TEXTE:
"""
Pour eux, la raison du plus pauvre est toujours la meilleure. Mais, de fait,
ils ne se demandent jamais pourquoi ces pauvres, justement, le sont encore
après tant d’années ?
Et puis,
leur séjour prenant fin, ils finissent par rentrer chez eux, dans ce pays si
laid, si injuste et cruel où ils se sont finalement acheté une maison pour
goûter un repos bien mérité. Bien sûr, certains continueront à s’informer du
destin de ceux qu’ils ont connus quelques mois, quelques années, en ne manquant
aucun épisode de la grande fiction audiovisuelle.
Pendant ce
temps, les affaires continuent. A l’étage
du dessus les monarques organisent d’agréables petites parties réservées à la
grande famille et à quelques privilégiés soigneusement triés sur le volet. Au sous-sol,
le Peuple d’en bas apporte un soin
tout particulier pour mettre en pratique les consignes rigoureuses des petits
Goebbels de la propagande.
Côté
création, il y a bien longtemps que le clown de chez Mc Donald et les ersatz de
pitoyables académies télévisées ont remplacés Omar Khayyam. Une autre
colonisation s’est installée, plus sournoise et certainement plus implacable
que la précédente. La précédente qui avait au moins les excuses de l’évangélisation,
le progrès ou de l’amélioration des conditions sanitaires et sociales. L’unique
but de cette nouvelle colonisation est évidemment le profit immédiat, mais
cette fois-ci, sans aucun alibi.
"""
DÉTAILS DU PROBLÈME: D'après le texte ci-dessus, qui le clown de chez Mc Donald et les ersatz de pitoyables académies télévisées ont-ils remplacé ?

EXTRAITS DU MATÉRIEL:
"""
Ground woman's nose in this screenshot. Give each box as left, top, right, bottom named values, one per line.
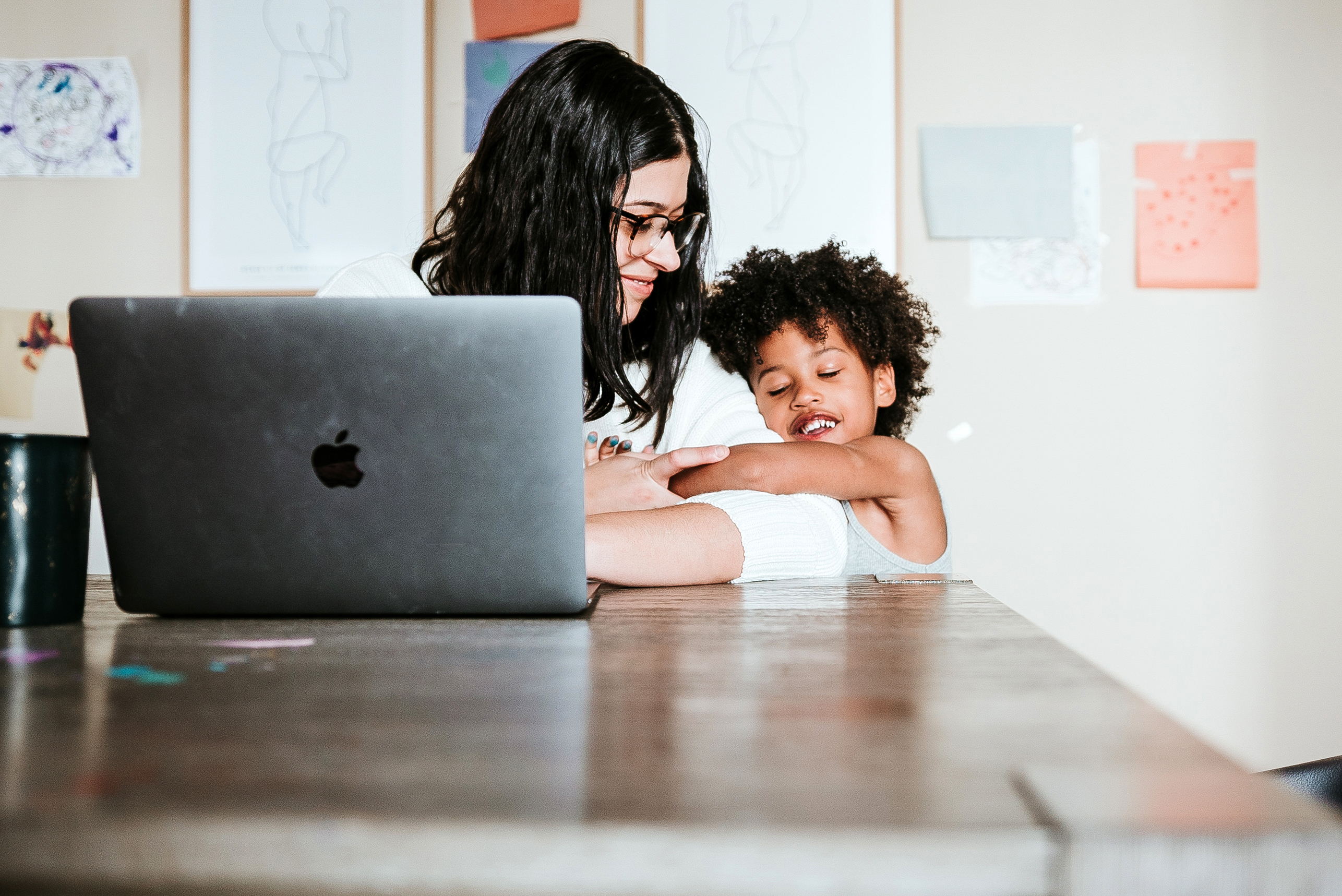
left=643, top=232, right=680, bottom=272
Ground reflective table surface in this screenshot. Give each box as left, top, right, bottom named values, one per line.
left=0, top=577, right=1342, bottom=896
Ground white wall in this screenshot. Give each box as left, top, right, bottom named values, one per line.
left=902, top=0, right=1342, bottom=769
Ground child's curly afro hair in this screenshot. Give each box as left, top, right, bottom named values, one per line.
left=702, top=240, right=941, bottom=439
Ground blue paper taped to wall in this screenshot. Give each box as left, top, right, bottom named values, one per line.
left=465, top=40, right=554, bottom=153
left=918, top=125, right=1075, bottom=239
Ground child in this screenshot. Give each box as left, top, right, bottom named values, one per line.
left=671, top=240, right=950, bottom=576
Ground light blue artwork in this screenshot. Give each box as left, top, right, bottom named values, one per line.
"""
RÉPONSE: Ils ont remplacé Omar Khayyam.